> Texte fourni
Si l’on se réfère à la loi sur la gestion déléguée, ses dispositions donnent une grande importance à la préservation des impératifs du service public. Conscient de cette importance, le législateur a institué les principes de base permettant au délégant de contrôler aussi bien le délégataire que les modalités d’exécution du contrat. C’est ainsi que l’article 17 de la même loi prévoit, entre autres, le droit au délégant de contrôler, par ses soins ou par le recours à des audits ou à des contrôles externes, sur pièce et sur place la bonne marche du service délégué ainsi que les modalités permettant de s’assurer de la bonne exécution des dispositifs contractuels.

Dans le même ordre d’idées et afin de s’assurer de la mise en œuvre effective des engagements contractuels, l’article 18 de la loi sur la gestion déléguée précise que le contrat doit prévoir des structures de suivi et de contrôle de son exécution. C’est le cas des comités permanents de contrôle institués auprès des services de distribution d’eau, d’électricité et d’assainissement liquide délégués par les communes de Casablanca et de Rabat respectivement à Lydec et à Rédal.

Toutefois, des questionnements légitimes se posent quant à l’opportunité du contrôle assuré par lesdits comités alors que leurs activités sont en réalité financées par le délégataire. Encore faut-il se poser d’autres questions sur une telle opportunité si la compétence des ressources humaines des comités de contrôles n’est pas au même pied d’égalité si on l’a compare avec celle des ressources humaines du délégataire, surtout lorsqu’il s’agit de sociétés multinationales guidées par la logique des affaires et la rémunération de leurs actionnaires ?

> Données enregistrées
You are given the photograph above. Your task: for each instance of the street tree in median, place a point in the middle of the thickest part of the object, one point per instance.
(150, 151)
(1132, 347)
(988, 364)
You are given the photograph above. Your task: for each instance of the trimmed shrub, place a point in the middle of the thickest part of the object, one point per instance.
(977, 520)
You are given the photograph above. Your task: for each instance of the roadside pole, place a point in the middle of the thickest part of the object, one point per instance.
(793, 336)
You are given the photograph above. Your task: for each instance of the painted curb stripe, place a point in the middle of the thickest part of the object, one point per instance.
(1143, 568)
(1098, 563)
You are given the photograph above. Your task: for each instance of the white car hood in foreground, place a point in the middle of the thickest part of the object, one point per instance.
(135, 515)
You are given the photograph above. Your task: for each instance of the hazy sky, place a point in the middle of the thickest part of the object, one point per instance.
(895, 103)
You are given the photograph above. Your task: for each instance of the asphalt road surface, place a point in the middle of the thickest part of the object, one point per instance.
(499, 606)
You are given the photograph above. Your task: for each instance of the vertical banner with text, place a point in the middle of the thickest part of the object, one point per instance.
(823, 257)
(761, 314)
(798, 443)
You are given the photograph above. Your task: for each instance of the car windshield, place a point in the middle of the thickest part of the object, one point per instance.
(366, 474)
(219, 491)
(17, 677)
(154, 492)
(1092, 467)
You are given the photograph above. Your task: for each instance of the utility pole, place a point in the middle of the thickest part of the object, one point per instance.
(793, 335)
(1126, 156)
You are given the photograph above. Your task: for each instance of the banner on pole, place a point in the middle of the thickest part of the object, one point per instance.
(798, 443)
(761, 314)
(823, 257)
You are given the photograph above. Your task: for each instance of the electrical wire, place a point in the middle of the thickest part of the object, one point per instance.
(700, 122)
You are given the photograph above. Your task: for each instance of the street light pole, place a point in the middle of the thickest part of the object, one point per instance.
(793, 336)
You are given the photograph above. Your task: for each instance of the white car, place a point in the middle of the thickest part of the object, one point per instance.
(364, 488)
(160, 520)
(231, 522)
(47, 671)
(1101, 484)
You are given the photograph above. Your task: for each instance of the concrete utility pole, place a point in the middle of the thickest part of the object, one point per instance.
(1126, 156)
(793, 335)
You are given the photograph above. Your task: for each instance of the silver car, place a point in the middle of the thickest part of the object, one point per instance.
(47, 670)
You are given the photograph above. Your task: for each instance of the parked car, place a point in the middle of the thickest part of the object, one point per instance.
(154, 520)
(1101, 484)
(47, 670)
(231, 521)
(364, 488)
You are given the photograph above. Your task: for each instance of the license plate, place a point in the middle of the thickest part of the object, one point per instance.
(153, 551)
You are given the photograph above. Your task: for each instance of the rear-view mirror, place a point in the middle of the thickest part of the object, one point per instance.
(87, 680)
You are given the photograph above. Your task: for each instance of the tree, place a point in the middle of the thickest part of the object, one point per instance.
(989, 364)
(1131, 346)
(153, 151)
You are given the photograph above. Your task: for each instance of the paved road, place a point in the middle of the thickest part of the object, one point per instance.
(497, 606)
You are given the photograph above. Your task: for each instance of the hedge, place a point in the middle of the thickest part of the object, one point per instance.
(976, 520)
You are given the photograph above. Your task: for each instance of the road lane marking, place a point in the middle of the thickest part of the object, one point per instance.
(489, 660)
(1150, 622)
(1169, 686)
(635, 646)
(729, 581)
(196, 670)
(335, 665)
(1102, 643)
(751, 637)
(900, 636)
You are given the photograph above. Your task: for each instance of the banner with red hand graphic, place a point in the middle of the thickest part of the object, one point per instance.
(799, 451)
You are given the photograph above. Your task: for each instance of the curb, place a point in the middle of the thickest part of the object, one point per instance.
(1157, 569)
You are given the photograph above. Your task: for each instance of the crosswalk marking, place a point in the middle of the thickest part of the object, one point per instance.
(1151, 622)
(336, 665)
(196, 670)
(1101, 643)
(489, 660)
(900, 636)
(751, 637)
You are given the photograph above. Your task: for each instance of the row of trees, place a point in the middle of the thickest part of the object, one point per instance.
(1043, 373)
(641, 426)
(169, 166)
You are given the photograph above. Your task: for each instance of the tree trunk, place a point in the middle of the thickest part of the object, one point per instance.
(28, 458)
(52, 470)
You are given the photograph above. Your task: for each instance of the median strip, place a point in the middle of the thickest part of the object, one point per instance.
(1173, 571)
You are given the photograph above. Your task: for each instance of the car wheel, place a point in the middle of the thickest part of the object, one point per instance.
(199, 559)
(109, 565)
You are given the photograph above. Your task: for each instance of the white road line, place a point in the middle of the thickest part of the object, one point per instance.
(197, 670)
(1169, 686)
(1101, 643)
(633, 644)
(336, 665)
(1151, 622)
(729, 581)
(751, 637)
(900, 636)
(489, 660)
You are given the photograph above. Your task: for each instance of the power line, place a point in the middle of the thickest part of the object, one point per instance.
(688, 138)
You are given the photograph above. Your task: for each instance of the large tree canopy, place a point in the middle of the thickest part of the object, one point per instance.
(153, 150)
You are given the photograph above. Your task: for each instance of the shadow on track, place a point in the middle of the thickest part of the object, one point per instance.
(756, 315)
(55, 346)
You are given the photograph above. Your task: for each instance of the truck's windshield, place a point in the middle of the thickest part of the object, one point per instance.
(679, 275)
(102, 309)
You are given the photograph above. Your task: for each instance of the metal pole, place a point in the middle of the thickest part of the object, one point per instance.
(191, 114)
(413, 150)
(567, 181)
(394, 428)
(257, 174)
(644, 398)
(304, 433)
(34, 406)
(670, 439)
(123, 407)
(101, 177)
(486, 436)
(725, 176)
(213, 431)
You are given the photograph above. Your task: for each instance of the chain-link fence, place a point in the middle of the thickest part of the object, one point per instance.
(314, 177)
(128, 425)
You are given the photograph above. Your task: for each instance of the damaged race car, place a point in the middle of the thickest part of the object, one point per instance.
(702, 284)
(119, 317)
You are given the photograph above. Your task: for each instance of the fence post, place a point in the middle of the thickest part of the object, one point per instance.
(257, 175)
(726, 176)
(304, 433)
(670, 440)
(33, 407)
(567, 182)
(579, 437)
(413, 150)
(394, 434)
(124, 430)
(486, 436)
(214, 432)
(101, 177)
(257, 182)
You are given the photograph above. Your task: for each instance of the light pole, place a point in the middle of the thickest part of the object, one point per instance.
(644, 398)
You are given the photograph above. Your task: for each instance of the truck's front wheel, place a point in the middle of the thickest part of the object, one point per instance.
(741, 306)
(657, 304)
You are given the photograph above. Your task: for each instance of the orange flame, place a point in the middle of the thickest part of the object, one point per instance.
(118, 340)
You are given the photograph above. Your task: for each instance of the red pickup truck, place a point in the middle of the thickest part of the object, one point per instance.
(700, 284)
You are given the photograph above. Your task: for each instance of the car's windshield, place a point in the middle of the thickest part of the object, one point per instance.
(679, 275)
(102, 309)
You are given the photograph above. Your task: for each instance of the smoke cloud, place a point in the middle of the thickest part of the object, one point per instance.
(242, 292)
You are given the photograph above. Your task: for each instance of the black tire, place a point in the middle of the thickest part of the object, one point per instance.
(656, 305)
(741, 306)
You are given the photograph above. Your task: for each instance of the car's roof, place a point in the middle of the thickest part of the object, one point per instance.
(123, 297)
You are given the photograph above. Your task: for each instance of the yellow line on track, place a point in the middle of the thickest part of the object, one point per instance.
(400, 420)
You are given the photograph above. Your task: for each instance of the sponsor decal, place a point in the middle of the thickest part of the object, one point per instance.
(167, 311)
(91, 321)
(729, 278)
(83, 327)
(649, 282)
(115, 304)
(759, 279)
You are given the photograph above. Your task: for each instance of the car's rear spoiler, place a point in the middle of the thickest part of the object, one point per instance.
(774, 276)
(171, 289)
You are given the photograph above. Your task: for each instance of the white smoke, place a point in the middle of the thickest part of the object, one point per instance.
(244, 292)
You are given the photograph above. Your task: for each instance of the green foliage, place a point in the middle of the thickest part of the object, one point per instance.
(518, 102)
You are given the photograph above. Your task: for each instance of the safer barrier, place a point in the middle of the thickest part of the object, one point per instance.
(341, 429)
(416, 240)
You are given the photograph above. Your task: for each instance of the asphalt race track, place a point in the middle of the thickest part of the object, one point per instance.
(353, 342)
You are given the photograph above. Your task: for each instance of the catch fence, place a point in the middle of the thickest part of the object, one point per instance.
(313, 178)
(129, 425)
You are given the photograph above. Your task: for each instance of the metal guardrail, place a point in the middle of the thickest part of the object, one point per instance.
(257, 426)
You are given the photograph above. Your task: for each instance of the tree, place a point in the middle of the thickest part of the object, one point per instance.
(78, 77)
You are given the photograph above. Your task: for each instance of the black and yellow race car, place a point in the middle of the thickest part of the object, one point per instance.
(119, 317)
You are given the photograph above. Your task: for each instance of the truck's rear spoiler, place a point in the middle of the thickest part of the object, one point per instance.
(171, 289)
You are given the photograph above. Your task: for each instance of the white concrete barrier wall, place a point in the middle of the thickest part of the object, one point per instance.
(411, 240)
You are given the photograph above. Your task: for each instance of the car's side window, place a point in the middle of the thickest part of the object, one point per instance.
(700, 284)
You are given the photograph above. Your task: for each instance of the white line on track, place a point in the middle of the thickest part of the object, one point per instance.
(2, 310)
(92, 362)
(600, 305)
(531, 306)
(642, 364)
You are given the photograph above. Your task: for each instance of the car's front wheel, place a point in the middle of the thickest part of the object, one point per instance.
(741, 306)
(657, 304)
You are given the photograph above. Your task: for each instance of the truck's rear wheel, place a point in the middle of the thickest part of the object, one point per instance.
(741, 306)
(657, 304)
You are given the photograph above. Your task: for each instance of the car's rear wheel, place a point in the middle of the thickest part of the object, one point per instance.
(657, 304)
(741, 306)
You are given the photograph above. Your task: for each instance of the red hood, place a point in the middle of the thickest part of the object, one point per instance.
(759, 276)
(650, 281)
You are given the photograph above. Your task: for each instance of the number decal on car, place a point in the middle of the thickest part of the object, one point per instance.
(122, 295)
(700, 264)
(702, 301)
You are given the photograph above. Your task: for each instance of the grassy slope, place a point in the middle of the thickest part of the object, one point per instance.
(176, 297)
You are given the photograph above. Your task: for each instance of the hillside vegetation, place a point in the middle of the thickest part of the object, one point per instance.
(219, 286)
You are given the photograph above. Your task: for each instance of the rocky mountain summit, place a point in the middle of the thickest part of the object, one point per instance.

> Liste des tâches
- 1) Recopiez le passage du texte sur la gestion déléguée commençant par "Dans le même" et allant jusqu'à "et à Rédal.".
- 2) D'après le texte sur la gestion déléguée :
(a) Quel article de la loi donne au délégant le droit de contrôler la bonne marche du service délégué ?
(b) Que doit prévoir le contrat selon l'article 18 ?
(c) Qui finance les activités des comités permanents de contrôle ?
Les enregistrements proviennent d'une autre source.

> Solutions proposées
- 1)
Dans le même ordre d’idées et afin de s’assurer de la mise en œuvre effective des engagements contractuels, l’article 18 de la loi sur la gestion déléguée précise que le contrat doit prévoir des structures de suivi et de contrôle de son exécution. C’est le cas des comités permanents de contrôle institués auprès des services de distribution d’eau, d’électricité et d’assainissement liquide délégués par les communes de Casablanca et de Rabat respectivement à Lydec et à Rédal.

- 2)
(a) L'article 17.
(b) Des structures de suivi et de contrôle de son exécution.
(c) Le délégataire.